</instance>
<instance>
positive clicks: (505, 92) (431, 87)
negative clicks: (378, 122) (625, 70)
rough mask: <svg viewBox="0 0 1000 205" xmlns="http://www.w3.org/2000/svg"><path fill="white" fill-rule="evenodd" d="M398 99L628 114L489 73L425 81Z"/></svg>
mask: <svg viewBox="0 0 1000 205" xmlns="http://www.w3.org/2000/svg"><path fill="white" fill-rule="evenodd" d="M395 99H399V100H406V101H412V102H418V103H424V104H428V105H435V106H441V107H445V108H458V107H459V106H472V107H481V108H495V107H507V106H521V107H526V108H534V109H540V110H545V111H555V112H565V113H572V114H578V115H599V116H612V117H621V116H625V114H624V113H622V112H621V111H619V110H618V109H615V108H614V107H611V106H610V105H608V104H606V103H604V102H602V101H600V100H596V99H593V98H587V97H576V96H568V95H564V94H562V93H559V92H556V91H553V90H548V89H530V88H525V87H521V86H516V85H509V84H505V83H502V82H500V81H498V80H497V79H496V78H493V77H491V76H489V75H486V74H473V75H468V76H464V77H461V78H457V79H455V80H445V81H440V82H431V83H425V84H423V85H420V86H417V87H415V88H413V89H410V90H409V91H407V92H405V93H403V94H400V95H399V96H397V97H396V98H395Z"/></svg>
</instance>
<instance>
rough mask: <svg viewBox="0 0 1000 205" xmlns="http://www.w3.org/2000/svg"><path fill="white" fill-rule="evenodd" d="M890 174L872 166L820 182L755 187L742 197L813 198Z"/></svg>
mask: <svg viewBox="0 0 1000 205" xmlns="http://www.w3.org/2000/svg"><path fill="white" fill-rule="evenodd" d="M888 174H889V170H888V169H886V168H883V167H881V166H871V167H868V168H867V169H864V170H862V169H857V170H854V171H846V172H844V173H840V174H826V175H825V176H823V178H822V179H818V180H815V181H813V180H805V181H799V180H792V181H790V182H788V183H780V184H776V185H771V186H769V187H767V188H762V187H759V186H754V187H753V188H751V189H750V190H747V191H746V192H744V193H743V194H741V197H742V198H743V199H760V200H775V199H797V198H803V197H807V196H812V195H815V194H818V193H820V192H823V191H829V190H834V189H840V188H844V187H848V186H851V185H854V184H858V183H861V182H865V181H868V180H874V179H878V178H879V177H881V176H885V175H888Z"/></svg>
════════════════════
ABOUT THIS TASK |
Reproduce all of the records above, character for character.

RESPONSE TO THE EXERCISE |
</instance>
<instance>
positive clicks: (505, 92) (431, 87)
negative clicks: (378, 122) (625, 70)
rough mask: <svg viewBox="0 0 1000 205" xmlns="http://www.w3.org/2000/svg"><path fill="white" fill-rule="evenodd" d="M398 99L628 114L489 73L425 81Z"/></svg>
mask: <svg viewBox="0 0 1000 205" xmlns="http://www.w3.org/2000/svg"><path fill="white" fill-rule="evenodd" d="M395 99H399V100H406V101H412V102H418V103H424V104H428V105H435V106H441V107H445V108H458V107H459V106H472V107H481V108H495V107H507V106H521V107H526V108H534V109H540V110H545V111H555V112H565V113H572V114H578V115H599V116H612V117H621V116H625V114H624V113H622V112H621V111H619V110H618V109H615V108H614V107H611V106H610V105H608V104H606V103H604V102H602V101H600V100H596V99H593V98H587V97H576V96H568V95H564V94H562V93H559V92H556V91H553V90H548V89H530V88H525V87H521V86H516V85H509V84H505V83H502V82H500V81H498V80H497V79H496V78H493V77H491V76H489V75H486V74H473V75H468V76H464V77H461V78H457V79H455V80H445V81H440V82H431V83H425V84H423V85H420V86H417V87H415V88H413V89H410V90H409V91H407V92H405V93H403V94H400V95H399V96H397V97H396V98H395Z"/></svg>
</instance>
<instance>
rough mask: <svg viewBox="0 0 1000 205" xmlns="http://www.w3.org/2000/svg"><path fill="white" fill-rule="evenodd" d="M890 174L872 166L820 182L755 187L742 197L813 198Z"/></svg>
mask: <svg viewBox="0 0 1000 205" xmlns="http://www.w3.org/2000/svg"><path fill="white" fill-rule="evenodd" d="M888 174H889V170H888V169H886V168H883V167H881V166H871V167H868V168H867V169H864V170H862V169H857V170H854V171H846V172H844V173H840V174H826V175H825V176H823V178H822V179H818V180H815V181H813V180H805V181H799V180H792V181H790V182H788V183H780V184H776V185H771V186H769V187H767V188H762V187H759V186H754V187H753V188H751V189H750V190H747V191H746V192H744V193H743V194H741V197H742V198H743V199H760V200H775V199H797V198H803V197H807V196H812V195H815V194H818V193H820V192H823V191H829V190H834V189H840V188H844V187H848V186H851V185H854V184H858V183H861V182H865V181H868V180H874V179H878V178H879V177H881V176H885V175H888Z"/></svg>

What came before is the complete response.